_WRITTEN INSTRUCTION_. Print each of the entries exactly, leaving nothing out.

_Dataset records about object locations_.
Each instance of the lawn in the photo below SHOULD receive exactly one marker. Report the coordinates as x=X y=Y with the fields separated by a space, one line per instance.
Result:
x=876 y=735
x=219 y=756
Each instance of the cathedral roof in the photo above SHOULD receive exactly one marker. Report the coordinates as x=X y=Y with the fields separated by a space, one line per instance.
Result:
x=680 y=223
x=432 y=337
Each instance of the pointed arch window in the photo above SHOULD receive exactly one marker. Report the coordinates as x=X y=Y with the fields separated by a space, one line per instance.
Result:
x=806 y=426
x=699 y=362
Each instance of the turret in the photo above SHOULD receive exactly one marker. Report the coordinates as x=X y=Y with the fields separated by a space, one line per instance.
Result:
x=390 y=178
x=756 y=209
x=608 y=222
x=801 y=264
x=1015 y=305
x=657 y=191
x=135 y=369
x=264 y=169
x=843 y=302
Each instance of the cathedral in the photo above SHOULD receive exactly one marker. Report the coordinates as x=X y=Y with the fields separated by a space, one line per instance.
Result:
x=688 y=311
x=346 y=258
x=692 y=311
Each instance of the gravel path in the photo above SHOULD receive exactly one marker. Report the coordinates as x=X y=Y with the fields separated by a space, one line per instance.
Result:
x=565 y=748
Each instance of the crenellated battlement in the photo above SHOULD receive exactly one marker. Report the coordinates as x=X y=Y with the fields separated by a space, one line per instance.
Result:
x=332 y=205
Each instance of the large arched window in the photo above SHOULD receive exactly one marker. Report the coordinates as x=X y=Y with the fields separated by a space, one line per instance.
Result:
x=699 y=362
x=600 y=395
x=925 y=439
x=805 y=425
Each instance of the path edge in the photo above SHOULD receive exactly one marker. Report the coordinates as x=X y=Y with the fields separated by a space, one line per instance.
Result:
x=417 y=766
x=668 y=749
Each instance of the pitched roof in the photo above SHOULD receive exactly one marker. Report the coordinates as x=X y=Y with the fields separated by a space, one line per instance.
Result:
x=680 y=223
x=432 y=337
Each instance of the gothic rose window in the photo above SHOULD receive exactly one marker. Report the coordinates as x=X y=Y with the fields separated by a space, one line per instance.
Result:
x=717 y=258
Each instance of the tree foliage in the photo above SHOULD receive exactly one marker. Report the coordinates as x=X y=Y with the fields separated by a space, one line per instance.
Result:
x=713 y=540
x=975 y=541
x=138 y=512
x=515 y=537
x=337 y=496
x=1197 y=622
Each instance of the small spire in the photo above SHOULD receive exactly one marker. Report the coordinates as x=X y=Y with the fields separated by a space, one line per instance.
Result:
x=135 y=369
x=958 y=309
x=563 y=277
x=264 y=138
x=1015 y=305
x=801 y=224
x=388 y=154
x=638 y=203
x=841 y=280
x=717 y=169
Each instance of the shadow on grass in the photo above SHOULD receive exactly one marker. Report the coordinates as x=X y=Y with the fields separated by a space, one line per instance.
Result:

_THE COMPLETED TASK_.
Each instance of the lawn in the photo below SHOULD receive exactly one marker. Report the coordinates as x=X y=Y with the fields separated by a space, one line per instance.
Result:
x=876 y=735
x=219 y=756
Each instance of the cathedral roof in the photo above SHOULD receive exactly one marker. Report the coordinates as x=X y=Y with the fields separated by a space, one line per instance.
Result:
x=680 y=223
x=432 y=337
Each instance of the pointed arch window in the photo above SHOULD receive exactly one marker. Report the coordinates as x=X y=Y with the fields separated by a space, one line per instance.
Result:
x=806 y=426
x=699 y=362
Each instance of the turret in the photo above SHOULD receive exactly one marker. Report the coordinates as x=X y=Y with the fields separated by a space, one line per instance.
Result:
x=390 y=178
x=756 y=209
x=608 y=222
x=801 y=264
x=1015 y=305
x=657 y=191
x=135 y=369
x=264 y=169
x=843 y=302
Each instance of the cathedral in the photo above SHOULD receive exactly one marker. Report the coordinates as x=X y=Y with the fields separated by a space, one line per instance.
Result:
x=688 y=311
x=346 y=258
x=692 y=311
Each instance of the gravel path in the photo above SHOULD receive exactly one marker. Report the coordinates as x=X y=Y with the fields separated by a space, one line per instance.
Result:
x=565 y=748
Each instance of the crenellated battlement in the photo above SHOULD receive exactly one marker. Report the coordinates as x=X y=Y with the fields separated by a space, one line per instance.
Result:
x=332 y=205
Each instance of the large arched window in the photo above SHOULD receive exactly one marker. Report the coordinates as x=X y=Y with the fields separated by a space, one line per instance.
Result:
x=699 y=362
x=600 y=395
x=925 y=439
x=805 y=425
Each instance of the path edge in the photo above SHOULD receive exactly one marker. Report the coordinates as x=X y=Y with the fields separated by a space, one line per instance.
Result:
x=417 y=766
x=668 y=749
Each instance of the pitched roof in the photo above SHOULD receive exactly one marker. Report the coordinates as x=X y=Y with the fields separated by a space, one line per instance.
Result:
x=680 y=223
x=432 y=337
Each instance of the gothic rose window in the photo above SHOULD receive exactly one marker. Report the coordinates as x=X y=Y with the fields separated by a space, one line per instance.
Result:
x=717 y=258
Each instance of the tree foliage in the photo above SHOULD receive exactly one marker. Report the coordinates as x=X y=Y with the fields separated by a space, one line per instance.
Result:
x=713 y=540
x=975 y=541
x=138 y=512
x=515 y=537
x=337 y=496
x=1197 y=622
Each instance of the small spire in the photo above SHOULD receive exactly one marker. Report the coordinates as x=X y=Y with the fields separated by a space, one line per instance.
Result:
x=135 y=369
x=958 y=309
x=563 y=277
x=264 y=138
x=1015 y=305
x=801 y=224
x=388 y=154
x=638 y=203
x=841 y=280
x=717 y=169
Each instance of the shadow on grass in the photo above SHOULD receive exactly one marker. Report the coordinates as x=X y=Y with the fields separated by a space, one line per instance.
Result:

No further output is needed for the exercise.